Supplied information Block Start

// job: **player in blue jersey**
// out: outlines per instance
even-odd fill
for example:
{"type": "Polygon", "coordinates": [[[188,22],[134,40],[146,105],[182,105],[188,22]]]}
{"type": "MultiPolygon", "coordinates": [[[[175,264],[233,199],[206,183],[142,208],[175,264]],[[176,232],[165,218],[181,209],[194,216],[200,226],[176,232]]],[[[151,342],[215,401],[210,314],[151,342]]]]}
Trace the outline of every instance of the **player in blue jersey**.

Supplied information Block End

__Problem to solve__
Return exactly the lines from the line bearing "outlines per instance" to the end of the records, inclusive of both; include no other lines.

__Reply__
// out: outlines per instance
even-odd fill
for example:
{"type": "Polygon", "coordinates": [[[188,22],[134,40],[146,105],[182,105],[188,22]]]}
{"type": "MultiPolygon", "coordinates": [[[[175,264],[233,199],[206,183],[142,208],[175,264]],[[176,232],[165,218],[181,209],[194,216],[200,226],[176,232]]],[[[151,342],[215,401],[210,314],[151,342]]]]}
Trace the outline of every instance of the **player in blue jersey**.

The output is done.